_What is being asked_
Print every record below exactly as written.

==*==

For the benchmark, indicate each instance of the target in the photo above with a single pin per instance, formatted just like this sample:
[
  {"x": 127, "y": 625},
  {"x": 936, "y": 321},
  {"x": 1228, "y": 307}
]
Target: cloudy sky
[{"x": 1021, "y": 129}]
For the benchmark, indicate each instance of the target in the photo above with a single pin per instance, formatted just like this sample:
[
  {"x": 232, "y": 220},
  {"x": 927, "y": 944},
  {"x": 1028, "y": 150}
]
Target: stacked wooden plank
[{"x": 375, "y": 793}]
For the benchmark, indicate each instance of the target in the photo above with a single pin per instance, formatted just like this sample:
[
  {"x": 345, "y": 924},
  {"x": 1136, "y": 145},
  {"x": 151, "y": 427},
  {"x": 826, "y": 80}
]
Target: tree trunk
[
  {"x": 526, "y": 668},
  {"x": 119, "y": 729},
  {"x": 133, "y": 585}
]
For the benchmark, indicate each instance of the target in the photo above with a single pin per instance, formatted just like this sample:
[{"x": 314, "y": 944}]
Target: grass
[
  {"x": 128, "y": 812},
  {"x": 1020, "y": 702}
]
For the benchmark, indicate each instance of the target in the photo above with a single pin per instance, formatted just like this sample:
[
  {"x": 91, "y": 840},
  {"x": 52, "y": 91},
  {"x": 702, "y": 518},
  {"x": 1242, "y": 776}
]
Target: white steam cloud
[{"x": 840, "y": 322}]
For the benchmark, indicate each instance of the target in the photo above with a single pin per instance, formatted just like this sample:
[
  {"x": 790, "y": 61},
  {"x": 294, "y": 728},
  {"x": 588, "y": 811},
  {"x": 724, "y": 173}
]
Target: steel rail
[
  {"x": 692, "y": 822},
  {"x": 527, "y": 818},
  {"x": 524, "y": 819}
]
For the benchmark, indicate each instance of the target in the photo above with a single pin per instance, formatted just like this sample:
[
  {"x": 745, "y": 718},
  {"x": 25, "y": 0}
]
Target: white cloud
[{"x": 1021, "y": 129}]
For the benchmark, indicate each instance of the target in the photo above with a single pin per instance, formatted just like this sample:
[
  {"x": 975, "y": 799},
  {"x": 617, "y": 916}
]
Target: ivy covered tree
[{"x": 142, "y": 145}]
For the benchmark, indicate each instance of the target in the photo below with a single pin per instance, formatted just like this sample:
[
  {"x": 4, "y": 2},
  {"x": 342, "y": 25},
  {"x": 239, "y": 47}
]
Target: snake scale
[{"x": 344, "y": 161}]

==*==

_Output below_
For the benchmark, indicate each instance of the target in the photo above with a single pin per instance, formatted just like this sample:
[
  {"x": 127, "y": 625},
  {"x": 936, "y": 321},
  {"x": 1228, "y": 307}
]
Target: cloudy sky
[{"x": 1021, "y": 129}]
For the benchmark, indicate each instance of the target in the photo above with a single pin per instance, formatted just like this sample:
[
  {"x": 232, "y": 220},
  {"x": 927, "y": 944},
  {"x": 1028, "y": 150}
]
Target: stacked wooden plank
[{"x": 375, "y": 793}]
For the benchmark, indicate each instance of the target in the photo above with a single pin per instance, formatted just like this sample:
[
  {"x": 345, "y": 924},
  {"x": 1136, "y": 145},
  {"x": 151, "y": 427},
  {"x": 826, "y": 80}
]
Target: tree trunk
[
  {"x": 526, "y": 668},
  {"x": 119, "y": 729},
  {"x": 133, "y": 585}
]
For the benchmark, indicate each instance of the target in the photo above with a single pin per instance, formatted just like this sample:
[{"x": 314, "y": 944}]
Target: grass
[
  {"x": 128, "y": 812},
  {"x": 1020, "y": 702}
]
For the benchmark, indicate each instance of the target in the photo above with a single pin per instance, formatted just like this sample:
[
  {"x": 91, "y": 840},
  {"x": 52, "y": 91},
  {"x": 702, "y": 518},
  {"x": 1242, "y": 776}
]
Target: white steam cloud
[{"x": 840, "y": 322}]
For the benchmark, indicate each instance of the target in the photo above with a single pin per instance, formatted just like this sample:
[
  {"x": 790, "y": 61},
  {"x": 294, "y": 728},
  {"x": 588, "y": 811},
  {"x": 724, "y": 173}
]
Target: steel rail
[
  {"x": 692, "y": 822},
  {"x": 527, "y": 818},
  {"x": 524, "y": 819}
]
For the benchmark, indicate each instance of the target in the photo above with a single pin per instance, formatted just like this sample:
[
  {"x": 745, "y": 718},
  {"x": 25, "y": 0}
]
Target: white cloud
[{"x": 1021, "y": 129}]
For the benchmark, indicate each instance of the target in the photo above with a single pin per instance, formatted just like this sample:
[
  {"x": 975, "y": 799},
  {"x": 617, "y": 916}
]
Target: ivy covered tree
[{"x": 142, "y": 145}]
For the benchmark, indicate each instance of the target in the photo below with a single pin per instance, formatted just like this sample:
[
  {"x": 4, "y": 2},
  {"x": 342, "y": 25},
  {"x": 239, "y": 47}
]
Target: snake scale
[{"x": 344, "y": 161}]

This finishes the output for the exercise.